### TEXT SECTION:
Something I never realised until we came to Australia was that chilli plants can be perennial as long as winter doesn't get too cold for them. The ideal climate is tropical or subtropical, which is unfortunately not the South Australian climate. Here it's arid and in some areas it will drop to light freezing in winter. However, in the region I'm in frosts are rare and brief if we see them, so I've been trying to see if we can get our chilli and capsicum plants to survive the winters.
Until now, some of them have scraped through a winter before, but never really managed to thrive the next season. This summer we had two plants pull through, one was a jalapeno, which is a milder chilli and I wonder if that has anything to do with it. I've heard that the heat of the chili is to protect against fungal infections in the hot, moist climates of the tropics, so perhaps the lesser heat means they can tolerate a cooler, drier climate. I'm not sure, though, because this wouldn't explain our capsicum plant dying. What probably would explain that is me being late to get it out of the pot and into the ground so it didn't have chance to establish itself well before winter.
This jalapeno plant actually looks healthier in the photo than in reality.
While the jalapeno has been producing, the plant itself hasn't looked particularly healthy, with the leaves being blotched with yellow and the fruits not being very big or nice looking. Initially I thought it was just because it was recovering from the winter, but it stayed that way until recently and now as we're heading into autumn again the new leaves are finally growing green. I keep trying to keep the nutrients up, but our soil is also on the alkaline side, so might not be allowing for easy nutrient uptake.
The other plant was a pot luck. I had some old chilli seeds and didn't know what they were, so I chucked them in the ground in a bare spot. A few came up, but the soil wasn't great there, so I lost a few. I moved a couple to the final position I wanted them and one got a bit better established before winter, but didn't produced much. Perhaps its hard start in life prepared it for weathering the winter or perhaps it was sheltered from the worst of the cold by the copious amounts of nettles hiding it over winter. Either way, it pulled through and seems to be a cross between bird eye and Thai chilli.
My absolute favourite chilli plant, the Maui Purple, seemed to be about to make it through, but succumbed towards the end of winter. I had some seeds from it, though, and got them going in the spring. I had enough plants as backups, for if the transplant failed, that I could give some away and the new plant has grown even better than its parent. However, It's now autumn and I'm only just starting to get fruit. The chillies start out deep purple, almost black, before turning green then red.
The two plants that survived the winter had a head start with production so I've had more chillies than I knew what you do with. I love fresh chillies on things, but there's only so much you can use each meal. So how to preserve for winter use?
I often dry the chillies out and put them in a pepper mill to grind over food or use in cooking. The small ones don't even need much preparation. Just remove the green stem and leave them on a plate or tray to dry. The larger chillies tend to go mouldy if you do this, so I'll slice them before drying.
Previously I have pickled them in vinegar before, which is a quick way to preserve as pickles, but I wanted to do them as a ferment for the probiotics. For various reasons I've been wanting to get my hubby eating probiotic foods, but he doesn't like yoghurt, might be lactose intolerant anyway, and won't touch sauerkraut. So the only thing I could think of to ferment that I already know he enjoyed pickled was chillies. Cue my first chilli fermenting trial.

### WHAT YOU SHOULD DO:
Answer these from the chilli text:
1. Which of the two plants that survived the winter is described as a milder chilli?
2. What color are Maui Purple chillies when they first appear?
3. What does the writer do to the larger chillies before drying them?

### DATASET CONTENT:
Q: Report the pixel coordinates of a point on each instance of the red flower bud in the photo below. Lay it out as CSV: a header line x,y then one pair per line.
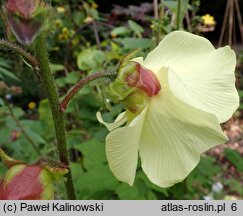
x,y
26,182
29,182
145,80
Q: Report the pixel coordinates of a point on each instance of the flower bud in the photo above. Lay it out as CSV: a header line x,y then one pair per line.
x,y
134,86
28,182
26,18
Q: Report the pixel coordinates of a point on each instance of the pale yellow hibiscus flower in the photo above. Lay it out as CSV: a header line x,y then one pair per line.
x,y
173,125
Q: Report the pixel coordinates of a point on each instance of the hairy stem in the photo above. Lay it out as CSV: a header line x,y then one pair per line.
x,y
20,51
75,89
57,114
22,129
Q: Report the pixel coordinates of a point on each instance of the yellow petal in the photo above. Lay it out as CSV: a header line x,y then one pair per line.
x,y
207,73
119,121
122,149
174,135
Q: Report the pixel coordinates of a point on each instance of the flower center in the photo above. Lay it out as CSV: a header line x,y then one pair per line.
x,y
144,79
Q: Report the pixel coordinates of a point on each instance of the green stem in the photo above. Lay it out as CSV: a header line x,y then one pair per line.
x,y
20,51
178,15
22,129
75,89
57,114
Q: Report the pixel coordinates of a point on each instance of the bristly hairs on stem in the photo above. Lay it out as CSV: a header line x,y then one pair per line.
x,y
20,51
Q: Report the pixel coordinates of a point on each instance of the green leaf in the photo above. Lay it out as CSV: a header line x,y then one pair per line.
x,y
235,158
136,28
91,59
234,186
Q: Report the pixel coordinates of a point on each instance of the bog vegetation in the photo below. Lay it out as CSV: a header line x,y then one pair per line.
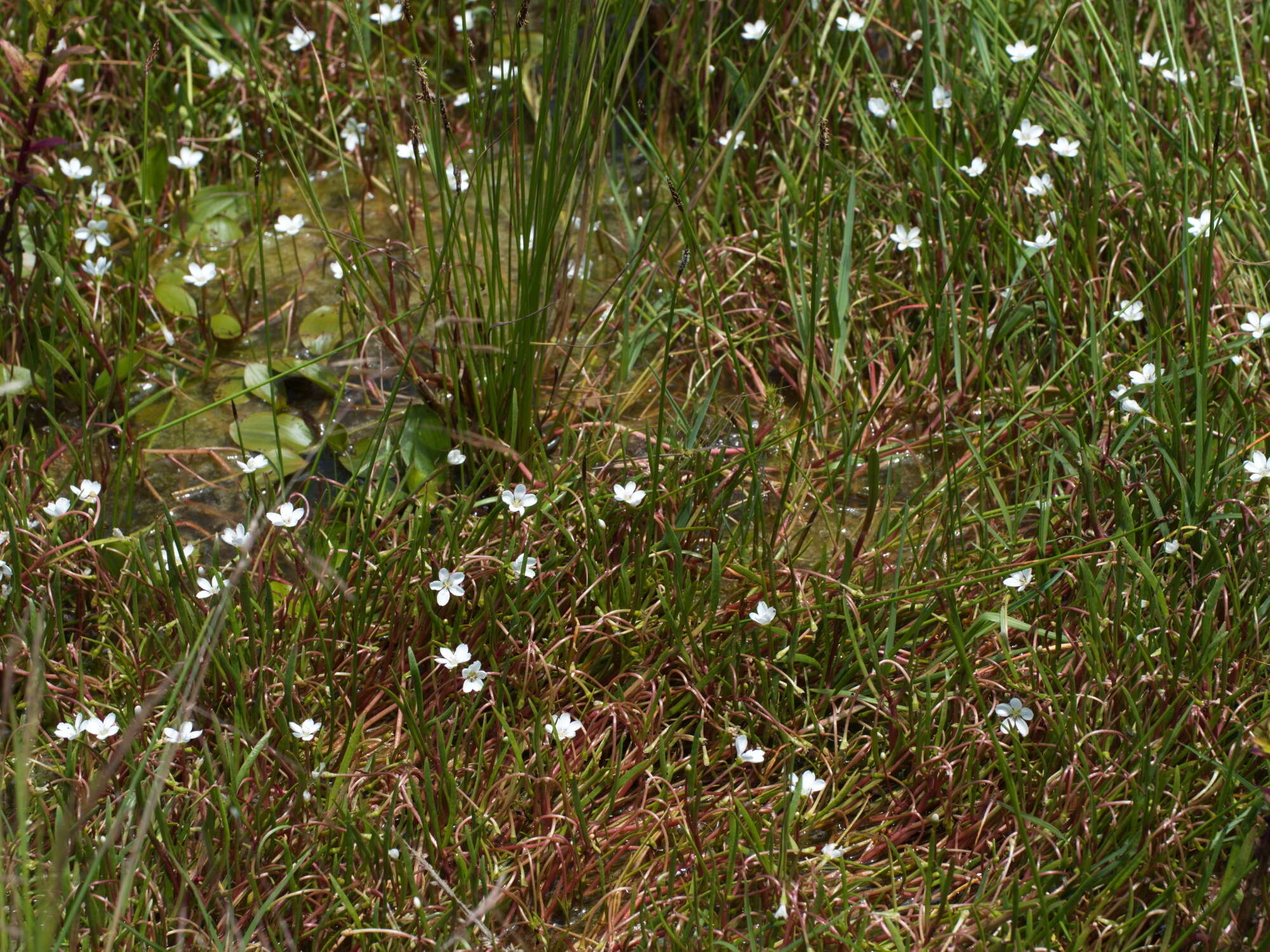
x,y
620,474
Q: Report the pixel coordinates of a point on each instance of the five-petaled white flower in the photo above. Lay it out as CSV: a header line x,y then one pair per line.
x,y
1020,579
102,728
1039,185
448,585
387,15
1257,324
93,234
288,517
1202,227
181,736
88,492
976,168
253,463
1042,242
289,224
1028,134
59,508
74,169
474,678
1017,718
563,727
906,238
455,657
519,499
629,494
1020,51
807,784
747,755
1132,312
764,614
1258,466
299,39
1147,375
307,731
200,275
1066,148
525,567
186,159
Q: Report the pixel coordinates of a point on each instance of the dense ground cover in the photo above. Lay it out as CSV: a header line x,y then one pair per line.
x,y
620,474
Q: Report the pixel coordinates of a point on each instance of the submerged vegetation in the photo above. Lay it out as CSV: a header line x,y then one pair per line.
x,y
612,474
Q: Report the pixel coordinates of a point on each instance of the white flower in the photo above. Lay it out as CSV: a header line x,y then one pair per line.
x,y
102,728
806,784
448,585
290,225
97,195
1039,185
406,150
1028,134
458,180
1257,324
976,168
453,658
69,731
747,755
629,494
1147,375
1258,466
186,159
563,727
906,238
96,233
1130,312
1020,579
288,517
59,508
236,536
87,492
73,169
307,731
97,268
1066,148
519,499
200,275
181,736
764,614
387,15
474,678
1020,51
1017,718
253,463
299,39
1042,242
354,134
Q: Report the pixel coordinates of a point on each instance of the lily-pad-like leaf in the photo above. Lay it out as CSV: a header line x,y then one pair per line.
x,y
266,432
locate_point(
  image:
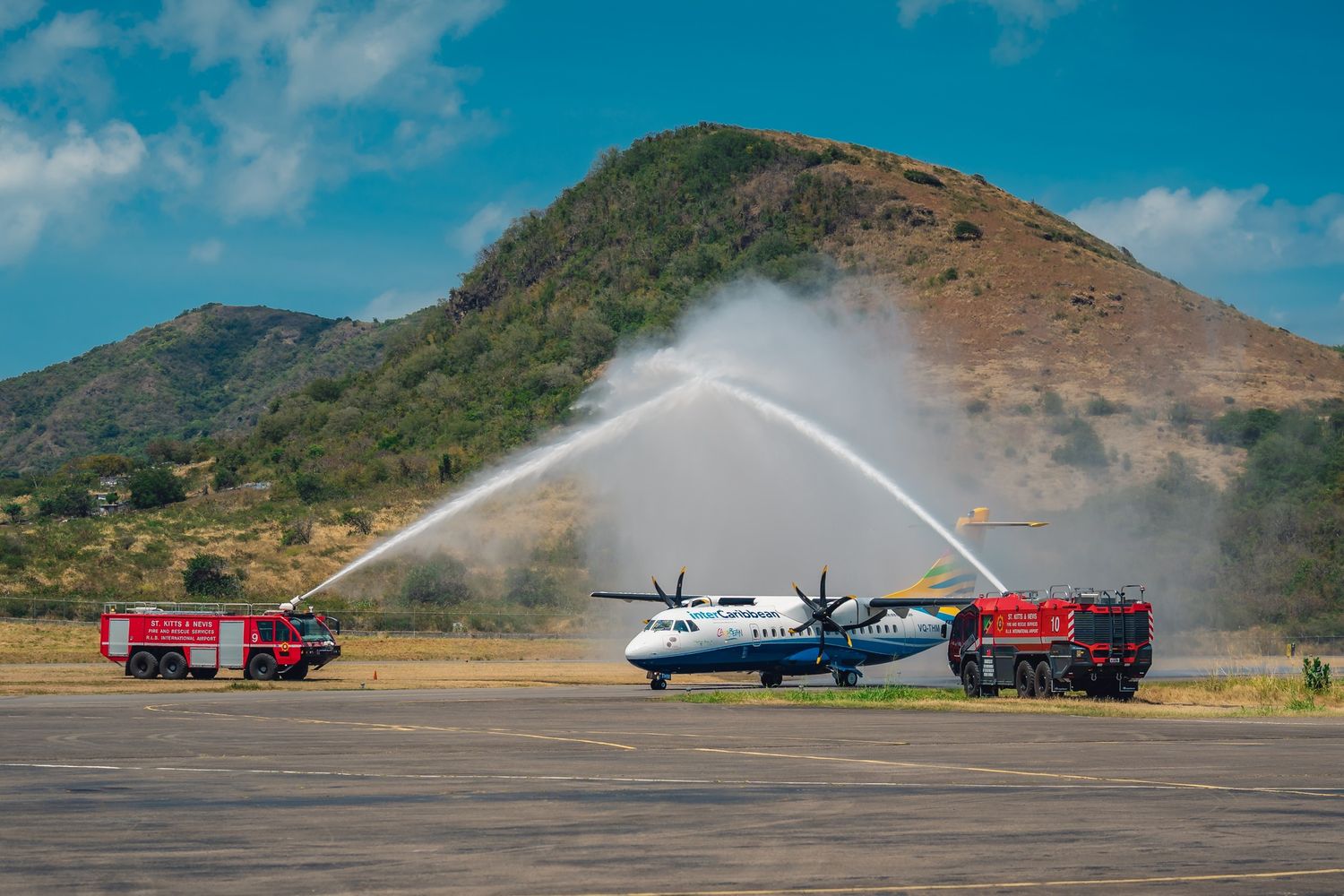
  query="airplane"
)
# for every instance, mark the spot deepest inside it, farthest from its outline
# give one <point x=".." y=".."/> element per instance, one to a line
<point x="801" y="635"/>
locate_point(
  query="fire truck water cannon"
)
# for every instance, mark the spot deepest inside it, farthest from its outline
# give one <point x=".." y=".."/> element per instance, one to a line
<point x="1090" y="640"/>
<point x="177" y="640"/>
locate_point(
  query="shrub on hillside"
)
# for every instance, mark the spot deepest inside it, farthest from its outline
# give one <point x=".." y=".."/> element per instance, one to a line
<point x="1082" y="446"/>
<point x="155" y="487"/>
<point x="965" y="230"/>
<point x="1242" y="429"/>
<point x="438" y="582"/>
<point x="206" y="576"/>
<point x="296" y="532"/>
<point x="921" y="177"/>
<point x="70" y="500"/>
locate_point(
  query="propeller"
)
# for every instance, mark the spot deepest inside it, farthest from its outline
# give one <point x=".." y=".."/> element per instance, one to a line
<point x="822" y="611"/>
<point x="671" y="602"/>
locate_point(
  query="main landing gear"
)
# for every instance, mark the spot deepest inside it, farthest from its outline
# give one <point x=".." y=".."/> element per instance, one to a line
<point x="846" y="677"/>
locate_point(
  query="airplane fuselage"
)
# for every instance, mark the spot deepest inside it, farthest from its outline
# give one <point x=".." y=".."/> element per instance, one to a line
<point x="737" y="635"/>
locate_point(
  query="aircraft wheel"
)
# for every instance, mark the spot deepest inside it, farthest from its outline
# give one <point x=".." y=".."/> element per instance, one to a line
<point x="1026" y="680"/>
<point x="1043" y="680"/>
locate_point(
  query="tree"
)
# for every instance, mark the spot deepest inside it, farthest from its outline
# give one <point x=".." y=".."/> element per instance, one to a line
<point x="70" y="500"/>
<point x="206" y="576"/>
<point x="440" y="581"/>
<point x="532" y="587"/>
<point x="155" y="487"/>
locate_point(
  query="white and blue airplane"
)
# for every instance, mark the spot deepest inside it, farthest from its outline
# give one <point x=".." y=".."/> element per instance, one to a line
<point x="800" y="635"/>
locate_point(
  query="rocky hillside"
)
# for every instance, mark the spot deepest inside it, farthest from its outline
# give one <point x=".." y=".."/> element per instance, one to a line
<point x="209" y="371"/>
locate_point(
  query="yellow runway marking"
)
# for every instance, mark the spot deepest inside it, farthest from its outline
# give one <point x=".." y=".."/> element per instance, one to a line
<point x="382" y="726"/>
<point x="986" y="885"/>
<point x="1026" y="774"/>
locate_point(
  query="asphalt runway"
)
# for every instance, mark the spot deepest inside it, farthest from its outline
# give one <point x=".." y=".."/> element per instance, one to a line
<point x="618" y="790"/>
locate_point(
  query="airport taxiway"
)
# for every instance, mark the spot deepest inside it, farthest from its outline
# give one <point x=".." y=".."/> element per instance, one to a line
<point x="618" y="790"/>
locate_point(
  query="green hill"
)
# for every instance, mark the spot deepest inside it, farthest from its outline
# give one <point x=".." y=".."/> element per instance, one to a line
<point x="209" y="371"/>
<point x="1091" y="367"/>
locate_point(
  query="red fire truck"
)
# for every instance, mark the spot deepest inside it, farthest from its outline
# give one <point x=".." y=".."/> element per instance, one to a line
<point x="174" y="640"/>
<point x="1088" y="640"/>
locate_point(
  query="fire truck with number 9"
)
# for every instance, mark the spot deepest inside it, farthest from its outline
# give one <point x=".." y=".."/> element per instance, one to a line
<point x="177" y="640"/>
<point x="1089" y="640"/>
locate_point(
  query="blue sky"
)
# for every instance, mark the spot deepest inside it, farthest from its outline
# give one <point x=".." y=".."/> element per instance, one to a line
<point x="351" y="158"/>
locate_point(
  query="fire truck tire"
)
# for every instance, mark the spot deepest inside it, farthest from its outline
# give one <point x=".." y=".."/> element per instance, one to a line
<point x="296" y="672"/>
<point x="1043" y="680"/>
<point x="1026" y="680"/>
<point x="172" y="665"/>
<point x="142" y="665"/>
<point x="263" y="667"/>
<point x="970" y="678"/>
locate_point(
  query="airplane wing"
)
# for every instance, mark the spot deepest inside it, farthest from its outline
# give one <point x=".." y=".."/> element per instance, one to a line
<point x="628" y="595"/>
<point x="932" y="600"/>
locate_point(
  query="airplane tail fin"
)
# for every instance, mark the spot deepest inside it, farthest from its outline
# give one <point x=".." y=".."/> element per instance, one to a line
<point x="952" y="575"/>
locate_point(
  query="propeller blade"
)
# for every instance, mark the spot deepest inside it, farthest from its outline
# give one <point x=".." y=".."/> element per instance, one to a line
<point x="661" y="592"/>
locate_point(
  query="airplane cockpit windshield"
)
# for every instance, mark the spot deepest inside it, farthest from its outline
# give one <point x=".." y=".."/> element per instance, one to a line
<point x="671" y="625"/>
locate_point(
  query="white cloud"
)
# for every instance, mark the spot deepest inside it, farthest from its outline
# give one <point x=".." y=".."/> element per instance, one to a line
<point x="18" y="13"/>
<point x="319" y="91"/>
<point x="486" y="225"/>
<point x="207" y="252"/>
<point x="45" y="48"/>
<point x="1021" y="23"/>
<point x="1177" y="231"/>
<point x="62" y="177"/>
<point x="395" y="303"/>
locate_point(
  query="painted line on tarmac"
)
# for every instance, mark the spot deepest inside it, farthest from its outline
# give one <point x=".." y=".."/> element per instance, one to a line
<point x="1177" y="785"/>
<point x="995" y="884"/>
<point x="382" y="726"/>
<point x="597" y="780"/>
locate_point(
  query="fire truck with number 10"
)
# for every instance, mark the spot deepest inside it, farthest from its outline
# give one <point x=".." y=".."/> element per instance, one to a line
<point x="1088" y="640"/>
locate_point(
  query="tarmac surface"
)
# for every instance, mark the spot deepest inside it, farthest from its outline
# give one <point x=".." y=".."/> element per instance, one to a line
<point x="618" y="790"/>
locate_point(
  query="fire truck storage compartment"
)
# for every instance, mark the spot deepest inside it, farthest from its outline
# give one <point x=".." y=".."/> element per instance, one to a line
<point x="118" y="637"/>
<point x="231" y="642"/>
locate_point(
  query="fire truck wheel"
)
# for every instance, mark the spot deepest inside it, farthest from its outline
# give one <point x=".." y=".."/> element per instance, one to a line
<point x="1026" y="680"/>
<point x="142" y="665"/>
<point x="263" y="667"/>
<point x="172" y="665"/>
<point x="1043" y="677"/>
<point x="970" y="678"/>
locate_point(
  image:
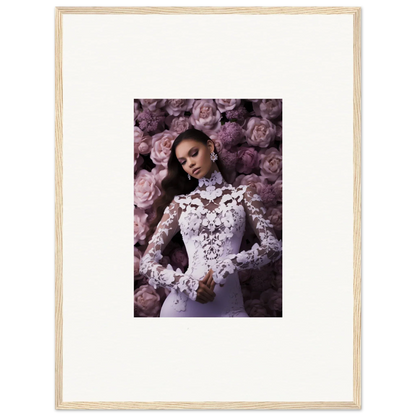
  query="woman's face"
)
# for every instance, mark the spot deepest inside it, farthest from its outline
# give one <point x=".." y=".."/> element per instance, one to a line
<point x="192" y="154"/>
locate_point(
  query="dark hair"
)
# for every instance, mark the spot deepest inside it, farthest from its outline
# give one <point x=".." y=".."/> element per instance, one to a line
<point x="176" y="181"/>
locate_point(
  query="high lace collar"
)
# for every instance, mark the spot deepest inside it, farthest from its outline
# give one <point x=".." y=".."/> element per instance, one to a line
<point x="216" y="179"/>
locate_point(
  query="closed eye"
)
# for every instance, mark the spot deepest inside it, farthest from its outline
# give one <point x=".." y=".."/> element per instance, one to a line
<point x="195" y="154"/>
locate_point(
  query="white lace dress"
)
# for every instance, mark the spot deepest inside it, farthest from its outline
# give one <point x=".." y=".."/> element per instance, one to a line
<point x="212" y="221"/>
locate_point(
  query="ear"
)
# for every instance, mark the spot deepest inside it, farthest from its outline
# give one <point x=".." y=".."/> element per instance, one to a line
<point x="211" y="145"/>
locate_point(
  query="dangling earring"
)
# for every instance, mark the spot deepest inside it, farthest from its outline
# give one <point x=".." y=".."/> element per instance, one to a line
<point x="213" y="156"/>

### RESULT:
1. The jalapeno.
2. Deep purple, almost black.
3. Slices them.